= Passagem selecionada =
No que toca a gaffes relacionadas com formatos de projecção, "o caso" deste ano foi o canadiano «La Vie Secrète de Gens Heureux». Antes do filme começar, o ecrã preparado para 1.37:1 (formato aproximado da televisão tradicional, 4:3) anunciava o arranque atribulado: durante os créditos iniciais, o filme passou com mattes (faixas negras impressas na película), que desapareceram pouco depois, transitando para uma imagem a full frame, que permitia ver microfones e um buraco no topo do cenário. O projeccionista pensou resolver o problema da forma “tradicional”, puxando o filme para cima e cortando o topo da imagem até tal ser possível, mas, depois de alguns minutos, trocou a janela de projecção para a correcta (1.85:1). Uma séria melhoria em relação a situações similares, registadas em anos anteriores, nunca corrigidas até final da projecção.
II — Filmes
A programação da 27ª edição foi mais concentrada do que a de anos anteriores, reduzindo-se às duas salas do Rivoli, com excepção de duas sessões realizadas na Casa da Música, onde se apresentou a curta-metragem de animação «Sergei Prokofiev's Peter & the Wolf», acompanhada pela Orquestra Nacional do Porto. Tal como tem vindo a suceder desde há alguns anos, a segunda sala do Rivoli destinou-se sobretudo a projecções em DVD (vulgo "suporte digital"), o que reduz a sua capacidade de atracção (pelo lado positivo, facilita a escolha do programa). O guia não fornecia informações sobre os formatos dos filmes projectados em qualquer um dos ecrãs.

= Instruções do exercício =
Transcreva todo o trecho da passagem selecionada desde "II — Filmes" até "um dos ecrãs.", trocando "Rivoli" por "Coliseu". Os registos constituem material à parte, independente da passagem.

= Registos fornecidos =
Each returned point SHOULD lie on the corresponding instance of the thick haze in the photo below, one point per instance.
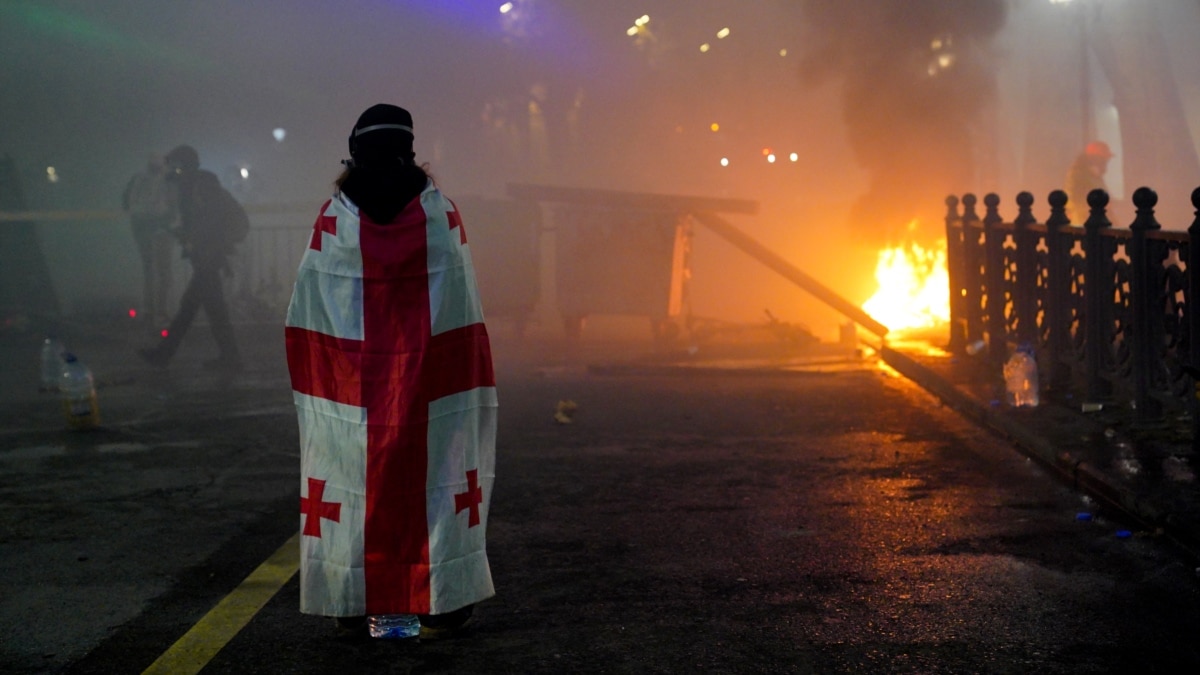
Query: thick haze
(889, 106)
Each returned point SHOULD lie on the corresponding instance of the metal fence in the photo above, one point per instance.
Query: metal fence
(1109, 311)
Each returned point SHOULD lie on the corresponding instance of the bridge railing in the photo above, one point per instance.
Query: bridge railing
(1111, 312)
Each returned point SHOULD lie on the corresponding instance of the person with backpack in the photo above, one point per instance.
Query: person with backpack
(150, 204)
(211, 223)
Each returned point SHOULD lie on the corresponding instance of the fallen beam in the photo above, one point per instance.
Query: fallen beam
(790, 272)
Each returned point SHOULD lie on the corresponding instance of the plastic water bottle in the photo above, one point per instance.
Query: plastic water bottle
(394, 626)
(1021, 377)
(78, 394)
(52, 364)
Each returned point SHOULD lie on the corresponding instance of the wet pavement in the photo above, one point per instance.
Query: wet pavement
(1146, 469)
(719, 512)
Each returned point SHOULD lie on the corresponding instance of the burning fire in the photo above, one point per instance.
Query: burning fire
(915, 288)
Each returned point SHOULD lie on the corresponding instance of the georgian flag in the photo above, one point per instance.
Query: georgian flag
(391, 372)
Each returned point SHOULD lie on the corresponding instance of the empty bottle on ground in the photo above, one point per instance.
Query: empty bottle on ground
(52, 364)
(394, 626)
(78, 392)
(1021, 377)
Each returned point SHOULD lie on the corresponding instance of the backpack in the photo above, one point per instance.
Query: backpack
(231, 217)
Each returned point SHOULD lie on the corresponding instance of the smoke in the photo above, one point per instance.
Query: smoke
(916, 79)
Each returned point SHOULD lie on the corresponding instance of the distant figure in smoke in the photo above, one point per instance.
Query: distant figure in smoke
(395, 394)
(208, 215)
(149, 201)
(1086, 174)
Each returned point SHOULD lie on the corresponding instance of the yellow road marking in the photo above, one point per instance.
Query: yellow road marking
(193, 651)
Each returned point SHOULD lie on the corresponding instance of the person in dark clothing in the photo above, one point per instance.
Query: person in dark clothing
(150, 203)
(207, 246)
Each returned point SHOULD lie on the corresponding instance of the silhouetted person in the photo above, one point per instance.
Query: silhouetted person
(205, 209)
(150, 202)
(1086, 174)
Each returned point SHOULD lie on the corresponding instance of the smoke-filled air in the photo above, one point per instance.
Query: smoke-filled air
(826, 131)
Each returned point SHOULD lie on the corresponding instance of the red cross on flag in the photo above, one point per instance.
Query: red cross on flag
(391, 372)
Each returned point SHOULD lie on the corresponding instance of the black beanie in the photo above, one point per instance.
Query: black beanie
(383, 136)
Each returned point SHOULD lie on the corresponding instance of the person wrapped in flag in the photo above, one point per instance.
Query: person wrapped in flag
(395, 394)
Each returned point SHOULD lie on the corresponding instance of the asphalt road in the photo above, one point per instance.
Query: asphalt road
(805, 520)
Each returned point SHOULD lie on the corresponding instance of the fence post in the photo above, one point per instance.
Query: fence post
(954, 273)
(1025, 297)
(1193, 311)
(994, 279)
(1057, 294)
(1145, 296)
(972, 281)
(1097, 296)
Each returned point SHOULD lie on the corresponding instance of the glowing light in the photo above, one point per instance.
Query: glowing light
(913, 287)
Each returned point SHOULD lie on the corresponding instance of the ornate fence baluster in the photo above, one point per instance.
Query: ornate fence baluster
(1145, 290)
(1025, 299)
(954, 273)
(1192, 304)
(1057, 317)
(972, 298)
(994, 276)
(1098, 296)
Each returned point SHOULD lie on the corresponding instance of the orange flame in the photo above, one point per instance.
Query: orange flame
(915, 288)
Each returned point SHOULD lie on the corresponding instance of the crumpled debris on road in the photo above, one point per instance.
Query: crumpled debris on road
(564, 412)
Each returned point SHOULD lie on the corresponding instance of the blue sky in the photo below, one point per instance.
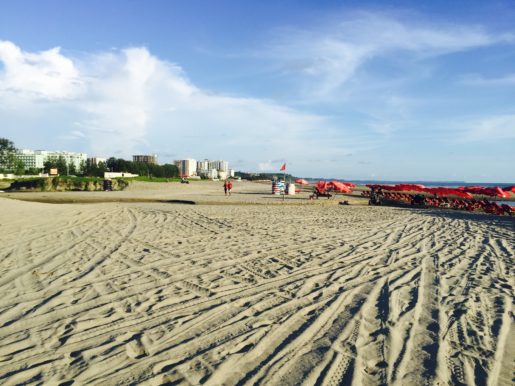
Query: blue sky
(351, 89)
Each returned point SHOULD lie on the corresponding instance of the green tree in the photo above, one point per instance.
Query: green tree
(18, 167)
(7, 155)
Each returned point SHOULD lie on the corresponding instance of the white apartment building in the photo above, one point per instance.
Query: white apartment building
(37, 158)
(187, 167)
(31, 158)
(219, 165)
(202, 167)
(97, 160)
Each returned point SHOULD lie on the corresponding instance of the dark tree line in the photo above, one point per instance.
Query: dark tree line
(11, 164)
(8, 160)
(142, 168)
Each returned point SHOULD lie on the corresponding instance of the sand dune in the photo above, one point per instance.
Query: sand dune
(150, 293)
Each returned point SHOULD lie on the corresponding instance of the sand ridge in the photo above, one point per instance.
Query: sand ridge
(150, 293)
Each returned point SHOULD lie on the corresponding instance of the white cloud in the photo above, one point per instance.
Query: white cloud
(130, 101)
(330, 56)
(495, 128)
(46, 75)
(479, 80)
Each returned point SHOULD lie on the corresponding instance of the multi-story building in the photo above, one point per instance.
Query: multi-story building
(97, 160)
(37, 158)
(202, 167)
(187, 167)
(31, 158)
(219, 165)
(148, 159)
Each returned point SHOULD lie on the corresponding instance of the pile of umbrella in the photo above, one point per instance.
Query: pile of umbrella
(462, 191)
(335, 186)
(454, 198)
(331, 186)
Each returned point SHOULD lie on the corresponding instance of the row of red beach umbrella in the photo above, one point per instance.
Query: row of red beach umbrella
(462, 191)
(444, 202)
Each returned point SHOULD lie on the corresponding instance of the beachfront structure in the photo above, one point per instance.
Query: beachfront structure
(187, 167)
(219, 165)
(37, 158)
(148, 159)
(97, 160)
(31, 158)
(209, 173)
(202, 167)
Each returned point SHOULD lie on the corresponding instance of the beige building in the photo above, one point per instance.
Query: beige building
(148, 159)
(187, 167)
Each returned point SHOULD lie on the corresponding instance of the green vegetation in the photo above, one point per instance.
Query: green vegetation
(155, 179)
(142, 168)
(65, 184)
(8, 161)
(263, 176)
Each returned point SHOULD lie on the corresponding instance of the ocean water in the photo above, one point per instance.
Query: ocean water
(429, 184)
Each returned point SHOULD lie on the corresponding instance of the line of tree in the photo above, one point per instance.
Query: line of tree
(8, 160)
(142, 168)
(10, 163)
(263, 176)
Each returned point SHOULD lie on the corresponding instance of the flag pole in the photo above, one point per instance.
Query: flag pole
(284, 179)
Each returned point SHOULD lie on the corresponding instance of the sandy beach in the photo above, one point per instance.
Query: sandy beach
(133, 287)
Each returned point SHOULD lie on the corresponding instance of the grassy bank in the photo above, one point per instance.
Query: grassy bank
(65, 183)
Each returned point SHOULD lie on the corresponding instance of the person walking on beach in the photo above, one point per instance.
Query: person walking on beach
(227, 187)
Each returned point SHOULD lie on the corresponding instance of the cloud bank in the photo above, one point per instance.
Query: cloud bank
(130, 101)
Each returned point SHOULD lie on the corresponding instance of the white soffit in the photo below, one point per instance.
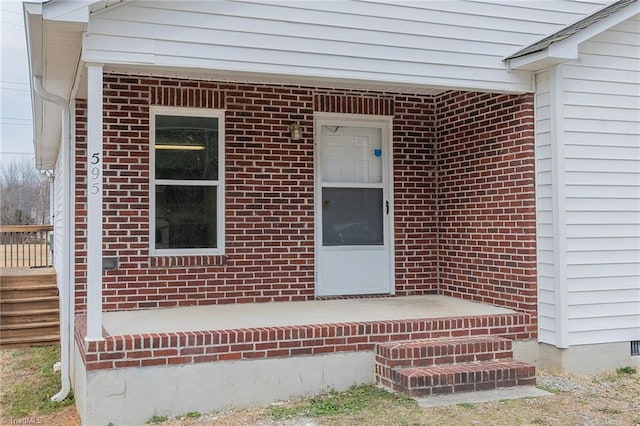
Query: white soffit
(562, 45)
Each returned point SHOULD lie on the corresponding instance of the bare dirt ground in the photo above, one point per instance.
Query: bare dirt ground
(609, 399)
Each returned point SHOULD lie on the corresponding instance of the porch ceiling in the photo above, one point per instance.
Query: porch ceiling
(224, 317)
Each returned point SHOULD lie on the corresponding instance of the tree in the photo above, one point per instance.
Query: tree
(24, 195)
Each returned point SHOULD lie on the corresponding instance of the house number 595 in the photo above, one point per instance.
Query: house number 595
(95, 173)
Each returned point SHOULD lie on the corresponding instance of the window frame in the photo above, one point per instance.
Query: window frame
(219, 183)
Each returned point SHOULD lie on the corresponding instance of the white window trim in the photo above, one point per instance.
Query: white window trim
(220, 193)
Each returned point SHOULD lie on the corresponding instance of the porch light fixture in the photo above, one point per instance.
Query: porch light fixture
(182, 147)
(296, 132)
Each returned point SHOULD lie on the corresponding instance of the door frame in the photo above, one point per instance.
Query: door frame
(385, 124)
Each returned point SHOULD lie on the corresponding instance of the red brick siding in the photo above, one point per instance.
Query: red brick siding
(486, 204)
(269, 193)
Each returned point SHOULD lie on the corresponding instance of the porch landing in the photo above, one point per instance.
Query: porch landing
(280, 314)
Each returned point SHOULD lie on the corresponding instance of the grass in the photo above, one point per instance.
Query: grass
(352, 401)
(155, 419)
(626, 370)
(29, 381)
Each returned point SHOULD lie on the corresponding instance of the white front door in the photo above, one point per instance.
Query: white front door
(353, 207)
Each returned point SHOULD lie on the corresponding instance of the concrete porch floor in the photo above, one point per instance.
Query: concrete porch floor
(224, 317)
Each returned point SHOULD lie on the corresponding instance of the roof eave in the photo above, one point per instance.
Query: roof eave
(567, 49)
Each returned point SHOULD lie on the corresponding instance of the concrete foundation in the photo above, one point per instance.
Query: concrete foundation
(130, 396)
(587, 359)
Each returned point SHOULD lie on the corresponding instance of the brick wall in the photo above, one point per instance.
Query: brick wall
(486, 204)
(269, 193)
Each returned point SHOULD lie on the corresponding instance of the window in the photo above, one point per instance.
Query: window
(187, 181)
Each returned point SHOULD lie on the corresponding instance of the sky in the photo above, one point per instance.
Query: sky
(16, 135)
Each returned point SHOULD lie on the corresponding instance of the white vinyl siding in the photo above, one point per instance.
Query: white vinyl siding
(544, 201)
(419, 44)
(602, 177)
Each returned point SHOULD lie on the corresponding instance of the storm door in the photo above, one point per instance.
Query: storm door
(353, 208)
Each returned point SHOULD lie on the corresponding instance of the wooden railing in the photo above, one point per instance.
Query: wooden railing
(24, 246)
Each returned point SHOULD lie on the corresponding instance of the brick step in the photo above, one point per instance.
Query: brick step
(29, 329)
(462, 377)
(445, 350)
(21, 342)
(29, 316)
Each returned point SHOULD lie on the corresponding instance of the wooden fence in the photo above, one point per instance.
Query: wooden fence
(25, 246)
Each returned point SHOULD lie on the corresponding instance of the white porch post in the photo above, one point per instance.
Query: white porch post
(94, 202)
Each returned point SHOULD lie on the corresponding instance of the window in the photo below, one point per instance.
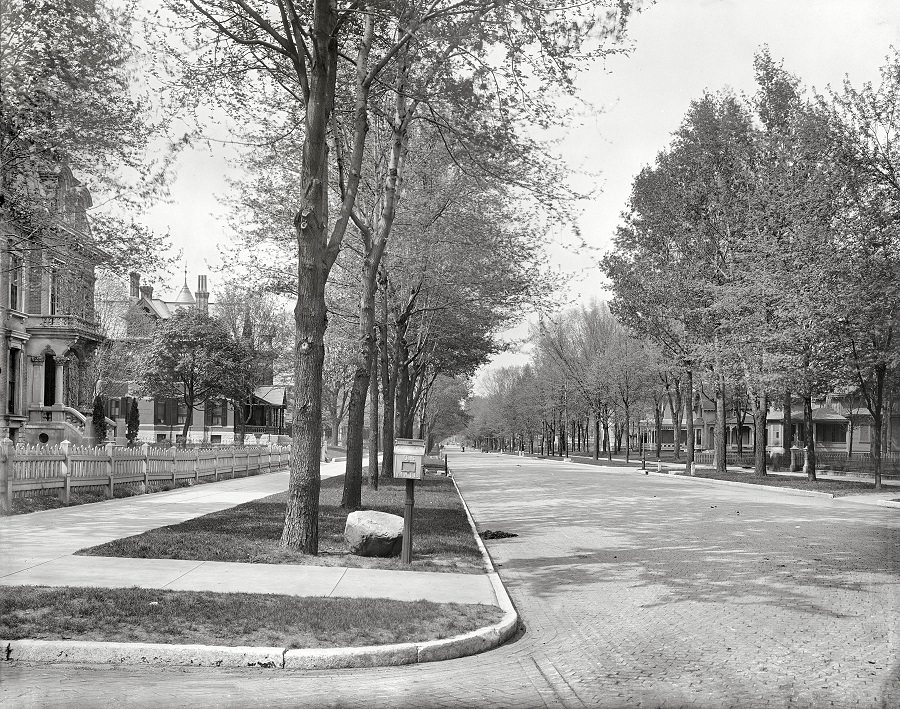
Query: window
(54, 291)
(216, 413)
(13, 381)
(16, 273)
(831, 432)
(165, 412)
(113, 408)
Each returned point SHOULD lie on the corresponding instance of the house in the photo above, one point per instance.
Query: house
(841, 423)
(213, 421)
(48, 328)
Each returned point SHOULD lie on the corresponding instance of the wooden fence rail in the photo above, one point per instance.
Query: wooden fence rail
(66, 466)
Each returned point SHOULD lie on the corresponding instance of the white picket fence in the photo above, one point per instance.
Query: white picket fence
(66, 466)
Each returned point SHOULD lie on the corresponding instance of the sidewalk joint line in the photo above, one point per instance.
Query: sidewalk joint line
(336, 583)
(191, 570)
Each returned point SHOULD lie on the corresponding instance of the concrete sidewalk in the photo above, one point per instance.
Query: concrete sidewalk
(38, 549)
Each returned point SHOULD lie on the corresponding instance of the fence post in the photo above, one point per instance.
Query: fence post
(145, 465)
(66, 470)
(7, 468)
(109, 467)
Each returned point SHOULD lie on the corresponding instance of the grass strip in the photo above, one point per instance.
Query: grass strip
(251, 532)
(205, 618)
(838, 488)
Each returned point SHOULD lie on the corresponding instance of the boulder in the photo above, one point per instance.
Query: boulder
(370, 533)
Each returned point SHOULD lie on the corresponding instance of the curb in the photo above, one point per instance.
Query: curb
(116, 653)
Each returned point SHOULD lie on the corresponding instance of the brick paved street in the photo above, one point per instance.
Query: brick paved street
(635, 591)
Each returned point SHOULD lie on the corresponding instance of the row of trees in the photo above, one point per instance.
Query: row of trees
(763, 247)
(394, 181)
(758, 262)
(589, 381)
(393, 171)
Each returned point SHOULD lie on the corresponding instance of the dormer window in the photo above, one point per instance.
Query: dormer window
(16, 280)
(54, 291)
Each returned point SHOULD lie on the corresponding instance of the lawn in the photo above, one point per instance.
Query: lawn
(838, 488)
(442, 538)
(188, 617)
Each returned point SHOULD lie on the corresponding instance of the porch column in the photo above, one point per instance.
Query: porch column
(60, 377)
(37, 380)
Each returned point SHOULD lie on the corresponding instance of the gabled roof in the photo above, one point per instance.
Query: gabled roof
(273, 395)
(822, 414)
(185, 297)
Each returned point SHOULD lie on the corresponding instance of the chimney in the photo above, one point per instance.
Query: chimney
(202, 295)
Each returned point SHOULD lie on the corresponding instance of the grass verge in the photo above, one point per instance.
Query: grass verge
(189, 617)
(838, 488)
(251, 532)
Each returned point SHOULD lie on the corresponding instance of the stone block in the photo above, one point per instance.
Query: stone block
(370, 533)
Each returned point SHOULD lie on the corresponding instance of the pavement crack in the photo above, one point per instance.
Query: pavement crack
(558, 684)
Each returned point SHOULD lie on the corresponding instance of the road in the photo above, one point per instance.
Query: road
(634, 591)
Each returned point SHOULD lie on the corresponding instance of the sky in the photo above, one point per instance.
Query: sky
(679, 49)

= Resposta à tarefa =
II — Filmes
A programação da 27ª edição foi mais concentrada do que a de anos anteriores, reduzindo-se às duas salas do Coliseu, com excepção de duas sessões realizadas na Casa da Música, onde se apresentou a curta-metragem de animação «Sergei Prokofiev's Peter & the Wolf», acompanhada pela Orquestra Nacional do Porto. Tal como tem vindo a suceder desde há alguns anos, a segunda sala do Coliseu destinou-se sobretudo a projecções em DVD (vulgo "suporte digital"), o que reduz a sua capacidade de atracção (pelo lado positivo, facilita a escolha do programa). O guia não fornecia informações sobre os formatos dos filmes projectados em qualquer um dos ecrãs.